(Instruction)
Please set out the records below as a numbered list, skipping any blank lines and leaving the pictures out of your answer.

(Given records)
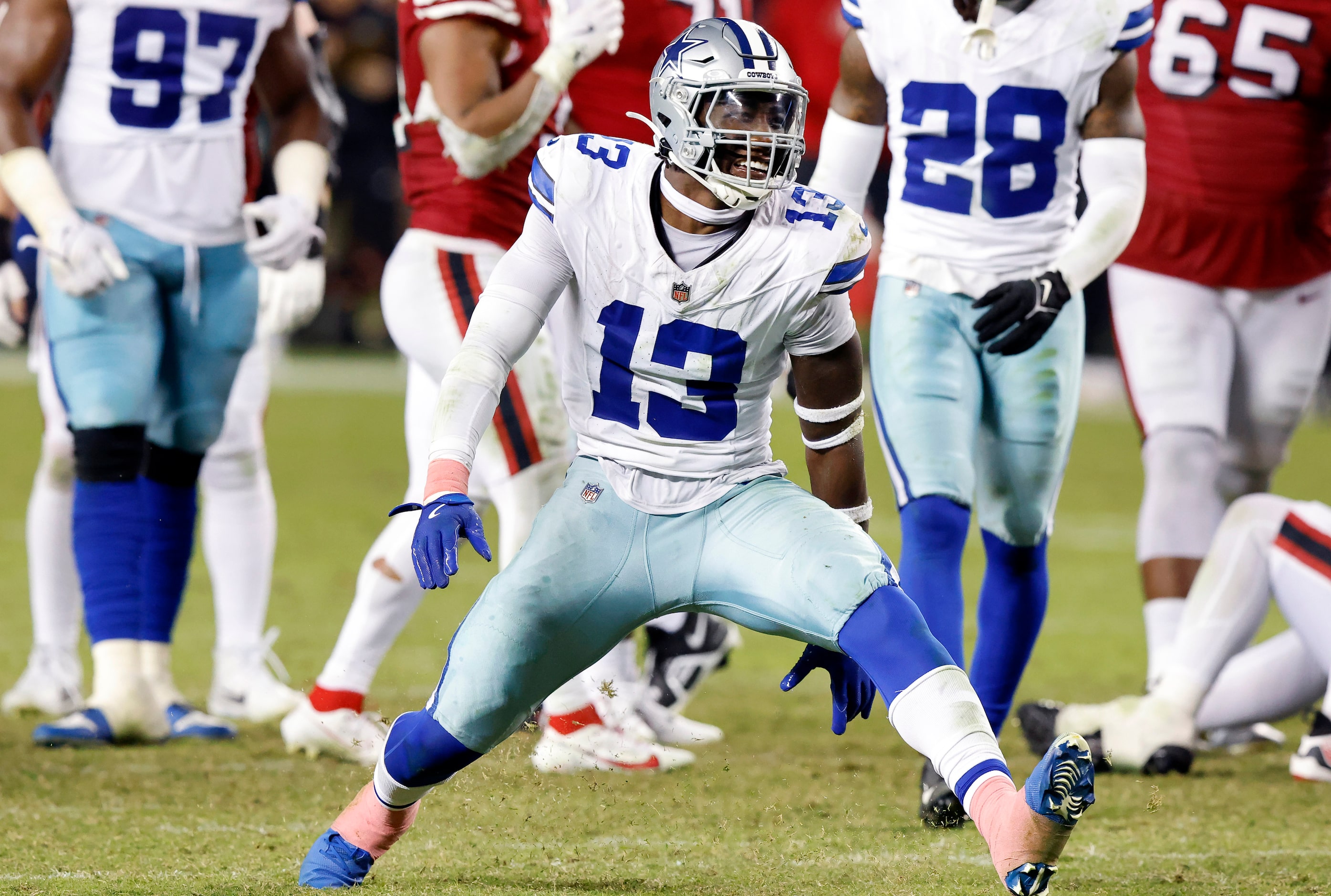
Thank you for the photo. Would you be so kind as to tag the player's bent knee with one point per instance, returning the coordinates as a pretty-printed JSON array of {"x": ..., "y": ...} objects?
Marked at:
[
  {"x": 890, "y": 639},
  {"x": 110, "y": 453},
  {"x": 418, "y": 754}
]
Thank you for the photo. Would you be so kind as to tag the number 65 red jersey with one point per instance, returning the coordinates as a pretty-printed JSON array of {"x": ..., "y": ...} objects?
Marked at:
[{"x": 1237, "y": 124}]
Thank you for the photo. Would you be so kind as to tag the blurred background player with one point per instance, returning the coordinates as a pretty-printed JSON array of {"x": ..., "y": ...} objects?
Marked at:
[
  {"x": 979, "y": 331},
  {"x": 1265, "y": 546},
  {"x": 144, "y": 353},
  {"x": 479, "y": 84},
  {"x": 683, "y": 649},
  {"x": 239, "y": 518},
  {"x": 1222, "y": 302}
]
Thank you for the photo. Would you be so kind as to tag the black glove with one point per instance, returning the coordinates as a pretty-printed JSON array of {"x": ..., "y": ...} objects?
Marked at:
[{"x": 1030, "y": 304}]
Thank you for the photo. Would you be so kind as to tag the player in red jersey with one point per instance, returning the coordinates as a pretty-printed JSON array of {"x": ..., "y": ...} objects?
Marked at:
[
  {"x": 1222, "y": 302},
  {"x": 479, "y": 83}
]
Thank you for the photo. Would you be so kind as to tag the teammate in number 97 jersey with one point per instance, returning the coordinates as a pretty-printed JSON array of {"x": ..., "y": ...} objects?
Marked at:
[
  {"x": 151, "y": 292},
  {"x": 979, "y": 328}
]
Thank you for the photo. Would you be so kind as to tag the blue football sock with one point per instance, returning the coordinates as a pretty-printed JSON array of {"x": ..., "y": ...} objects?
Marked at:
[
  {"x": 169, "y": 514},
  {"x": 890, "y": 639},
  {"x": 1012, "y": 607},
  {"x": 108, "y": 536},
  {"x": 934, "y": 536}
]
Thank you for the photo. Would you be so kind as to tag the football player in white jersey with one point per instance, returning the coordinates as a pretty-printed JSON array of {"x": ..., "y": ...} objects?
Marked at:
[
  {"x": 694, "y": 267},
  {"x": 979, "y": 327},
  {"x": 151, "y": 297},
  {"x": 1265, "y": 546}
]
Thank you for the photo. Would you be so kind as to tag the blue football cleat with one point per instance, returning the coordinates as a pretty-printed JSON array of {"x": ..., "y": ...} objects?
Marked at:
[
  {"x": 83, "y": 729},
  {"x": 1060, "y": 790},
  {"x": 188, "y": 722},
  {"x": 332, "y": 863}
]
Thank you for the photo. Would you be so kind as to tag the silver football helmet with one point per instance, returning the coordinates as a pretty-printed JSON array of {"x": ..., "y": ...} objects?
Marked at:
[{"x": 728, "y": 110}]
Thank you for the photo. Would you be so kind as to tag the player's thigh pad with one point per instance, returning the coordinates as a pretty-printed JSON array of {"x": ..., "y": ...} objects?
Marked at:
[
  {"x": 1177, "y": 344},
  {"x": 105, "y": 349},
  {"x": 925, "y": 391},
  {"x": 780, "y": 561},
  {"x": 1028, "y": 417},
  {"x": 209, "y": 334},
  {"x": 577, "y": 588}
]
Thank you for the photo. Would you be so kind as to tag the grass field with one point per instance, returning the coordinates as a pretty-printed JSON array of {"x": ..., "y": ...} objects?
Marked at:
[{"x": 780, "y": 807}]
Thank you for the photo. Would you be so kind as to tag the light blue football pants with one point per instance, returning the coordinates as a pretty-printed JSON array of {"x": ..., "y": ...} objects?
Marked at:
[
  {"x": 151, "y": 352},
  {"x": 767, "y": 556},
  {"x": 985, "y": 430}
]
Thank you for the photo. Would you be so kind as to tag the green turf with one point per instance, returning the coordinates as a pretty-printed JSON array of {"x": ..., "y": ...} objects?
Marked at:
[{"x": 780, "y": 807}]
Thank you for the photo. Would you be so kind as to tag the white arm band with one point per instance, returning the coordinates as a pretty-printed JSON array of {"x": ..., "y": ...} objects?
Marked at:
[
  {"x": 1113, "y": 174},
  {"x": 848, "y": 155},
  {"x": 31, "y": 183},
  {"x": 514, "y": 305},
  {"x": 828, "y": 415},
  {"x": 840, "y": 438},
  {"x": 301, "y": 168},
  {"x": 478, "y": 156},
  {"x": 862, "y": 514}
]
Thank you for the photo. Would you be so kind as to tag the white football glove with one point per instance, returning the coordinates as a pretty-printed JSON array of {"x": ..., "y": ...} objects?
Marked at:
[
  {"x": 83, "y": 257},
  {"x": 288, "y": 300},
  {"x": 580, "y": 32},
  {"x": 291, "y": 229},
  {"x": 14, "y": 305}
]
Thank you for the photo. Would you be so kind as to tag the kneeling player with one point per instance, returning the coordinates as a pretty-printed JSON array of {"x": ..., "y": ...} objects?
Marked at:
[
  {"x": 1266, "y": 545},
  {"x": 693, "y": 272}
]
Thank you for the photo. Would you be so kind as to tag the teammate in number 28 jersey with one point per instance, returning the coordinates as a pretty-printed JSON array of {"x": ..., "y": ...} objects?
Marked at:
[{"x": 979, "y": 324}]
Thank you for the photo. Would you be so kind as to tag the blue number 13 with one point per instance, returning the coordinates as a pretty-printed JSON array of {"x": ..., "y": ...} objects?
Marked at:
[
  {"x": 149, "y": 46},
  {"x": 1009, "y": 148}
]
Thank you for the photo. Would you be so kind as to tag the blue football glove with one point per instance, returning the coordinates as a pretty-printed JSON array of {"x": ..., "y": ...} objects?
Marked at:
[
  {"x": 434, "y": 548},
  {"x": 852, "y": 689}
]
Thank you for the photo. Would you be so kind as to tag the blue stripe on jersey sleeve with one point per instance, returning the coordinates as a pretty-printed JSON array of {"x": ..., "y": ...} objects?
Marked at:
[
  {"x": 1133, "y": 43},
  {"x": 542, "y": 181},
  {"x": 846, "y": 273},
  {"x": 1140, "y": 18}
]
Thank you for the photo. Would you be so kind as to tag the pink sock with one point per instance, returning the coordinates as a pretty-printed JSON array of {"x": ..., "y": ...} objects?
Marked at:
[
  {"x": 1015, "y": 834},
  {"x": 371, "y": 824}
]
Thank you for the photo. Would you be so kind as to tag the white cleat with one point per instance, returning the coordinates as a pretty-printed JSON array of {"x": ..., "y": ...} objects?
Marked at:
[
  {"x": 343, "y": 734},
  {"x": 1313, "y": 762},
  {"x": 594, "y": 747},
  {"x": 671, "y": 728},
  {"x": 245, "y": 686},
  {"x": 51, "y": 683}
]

(Exercise response)
1. Thank you for the photo. Would you be so kind as to tag the player's bent knee with one point per instance, returning the coordinates as a pretty-printed JSON array of {"x": ..., "y": ...} objects?
2. Marked at:
3. [
4.   {"x": 890, "y": 639},
5.   {"x": 110, "y": 453},
6.   {"x": 418, "y": 754}
7. ]
8. Thank you for the photo. Would you be so kind as to tag the number 65 red jersey with one point per instance, returning the coordinates as a pretty-printed JSON array of {"x": ..., "y": ...} objects?
9. Marked at:
10. [{"x": 1237, "y": 124}]
11. Thank you for the photo. Would you be so kind as to tag the blurred background player with one point per instance, returning the coordinates as a pretty-printed JSON array of {"x": ..., "y": ...} objects?
12. Marked at:
13. [
14.   {"x": 979, "y": 331},
15.   {"x": 1265, "y": 546},
16.   {"x": 144, "y": 353},
17.   {"x": 479, "y": 84},
18.   {"x": 683, "y": 649},
19.   {"x": 239, "y": 518},
20.   {"x": 1222, "y": 302}
21. ]
22. Thank you for the photo. Would you be so kind as to tag the black glove with one point per instance, returning the coordinates as a pretty-printed JSON array of {"x": ..., "y": ...} objects?
23. Marked at:
24. [{"x": 1030, "y": 304}]
25. Thank you for the photo. Would you be so kind as to tag the player in red jersey with one point per instance, returning the coordinates as a pretty-printed JSON array of {"x": ..., "y": ...} objects?
26. Marked at:
27. [
28.   {"x": 1222, "y": 302},
29.   {"x": 479, "y": 83}
30. ]
31. Thank you for the photo. Would you be so kind as to tag the teammate in number 97 jersey with one point per instance, returning the coordinates as a pretty-printed JSON array of {"x": ..., "y": ...} objects?
32. Marked at:
33. [
34.   {"x": 151, "y": 292},
35.   {"x": 979, "y": 328}
36. ]
37. Thank you for the photo. Would you be so kind as to tag the blue football sock with one point per instance, returning the coordinates as a pretty-printed JSON array of {"x": ..., "y": ...} objects?
38. Marked at:
39. [
40.   {"x": 169, "y": 514},
41.   {"x": 890, "y": 639},
42.   {"x": 1012, "y": 607},
43.   {"x": 108, "y": 536},
44.   {"x": 934, "y": 536}
45. ]
46. Thank you for the photo. Would you be so kind as to tag the football player in white jersey with one point per instance, returning the coordinates as a pretty-printed JSON array of {"x": ..., "y": ...} objects?
47. Marked at:
48. [
49.   {"x": 694, "y": 267},
50.   {"x": 979, "y": 327},
51.   {"x": 151, "y": 297},
52.   {"x": 1265, "y": 546}
53. ]
54. Thank you for the photo. Would you be so kind as to tag the blue football cleat with one point per instance, returning the coordinates as a pretty-printed JSON array of {"x": ..., "y": ...} objects?
55. Marked at:
56. [
57.   {"x": 83, "y": 729},
58.   {"x": 1060, "y": 790},
59.   {"x": 188, "y": 722},
60.   {"x": 332, "y": 863}
61. ]
62. Thank you for the photo. Would you be so kind as to tag the silver football helmet with one point per instance, returning the coordinates as a pretty-printed JSON array of {"x": ..., "y": ...} objects?
63. Marked at:
64. [{"x": 728, "y": 110}]
65. Thank you for the photo. Would you be so kind as to tag the player's thigh pad with one point per instance, returning the coordinates as a pretty-printed JSON array of {"x": ..., "y": ...} objects?
66. Marked at:
67. [
68.   {"x": 1177, "y": 344},
69.   {"x": 105, "y": 349},
70.   {"x": 925, "y": 391},
71.   {"x": 780, "y": 561},
72.   {"x": 1028, "y": 417},
73.   {"x": 209, "y": 334},
74.   {"x": 577, "y": 588}
75. ]
76. Thank you for the photo. Would you be so kind as to tag the grass field with one point per instance, returning the coordinates as a pretty-printed JSON array of {"x": ..., "y": ...} objects?
77. Marked at:
78. [{"x": 780, "y": 807}]
79. Thank you for the photo. Would you be so kind as to tag the light blue football pants with one point per instance, returning the coordinates as a pretty-printed JSON array of {"x": ..., "y": ...} objects?
80. Marked at:
81. [
82.   {"x": 151, "y": 352},
83.   {"x": 767, "y": 556},
84.   {"x": 985, "y": 430}
85. ]
86. Thank you for the photo. Would you be so kind as to tag the green turf with one point per instance, returning the coordinates as a pretty-printed JSON array of {"x": ..., "y": ...} objects?
87. Marked at:
88. [{"x": 780, "y": 807}]
89. Thank you for the photo. Would you be so kind as to tag the white arm band with one point per instance, returning the coordinates as a pretty-printed JSON array of {"x": ..., "y": ...} objects?
90. Marked at:
91. [
92.   {"x": 1113, "y": 174},
93.   {"x": 848, "y": 155},
94.   {"x": 31, "y": 183},
95.   {"x": 514, "y": 305},
96.   {"x": 828, "y": 415},
97.   {"x": 840, "y": 438},
98.   {"x": 301, "y": 168},
99.   {"x": 478, "y": 156},
100.   {"x": 862, "y": 514}
101. ]
102. Thank you for the photo. Would you be so kind as to tag the white football glove with one point per instance, returning the coordinates as a pretty-printed JSON array of {"x": ..., "y": ...} objects?
103. Marked at:
104. [
105.   {"x": 83, "y": 257},
106.   {"x": 288, "y": 300},
107.   {"x": 580, "y": 32},
108.   {"x": 291, "y": 229},
109.   {"x": 14, "y": 305}
110. ]
111. Thank you for the photo. Would you be so kind as to tag the kneeling player with one point per instance, returning the coordinates as a pretty-printed JSON array of {"x": ..., "y": ...} objects?
112. Marked at:
113. [
114.   {"x": 1266, "y": 545},
115.   {"x": 693, "y": 272}
116. ]
117. Thank you for the photo. Would you be so kind as to tag the teammate in number 28 jersey with one point per instance, returning the coordinates as a pretty-printed JSON array of {"x": ..., "y": ...} objects?
118. Marked at:
119. [{"x": 979, "y": 324}]
120. Thank you for the photo. Would you be so kind as to tag the blue number 13 with one point per instance, returning the coordinates as a pretty-printed JSON array of {"x": ..., "y": ...} objects?
121. Marked at:
122. [
123.   {"x": 149, "y": 46},
124.   {"x": 1009, "y": 148}
125. ]
126. Thank you for the photo. Would you be so kind as to tag the blue football glove with one point per instance, returning the coordinates as a pretty-printed JSON array of {"x": ..., "y": ...} objects?
127. Marked at:
128. [
129.   {"x": 434, "y": 548},
130.   {"x": 852, "y": 689}
131. ]
132. Thank you for the photo. Would you be so kind as to tag the blue stripe on jersey sleeve with one point per instance, returning the coordinates as a pretty-printed JSON array of {"x": ..., "y": ...} objects?
133. Marked at:
134. [
135.   {"x": 1133, "y": 43},
136.   {"x": 542, "y": 181},
137.   {"x": 846, "y": 273},
138.   {"x": 1140, "y": 18}
139. ]
140. Thank you for the photo. Would you be so kind as to tag the pink sock with one point per instance, returning the coordinates as a pretty-printed JSON array of {"x": ..., "y": ...} objects?
141. Marked at:
142. [
143.   {"x": 1015, "y": 834},
144.   {"x": 371, "y": 824}
145. ]
146. Thank you for the photo. Would you be so kind as to tag the white cleat with one point per instance, returning the coordinates as a pretty-printed JSON array of {"x": ..., "y": ...} objects?
147. Marked at:
148. [
149.   {"x": 343, "y": 734},
150.   {"x": 1313, "y": 762},
151.   {"x": 594, "y": 747},
152.   {"x": 671, "y": 728},
153.   {"x": 245, "y": 686},
154.   {"x": 51, "y": 683}
155. ]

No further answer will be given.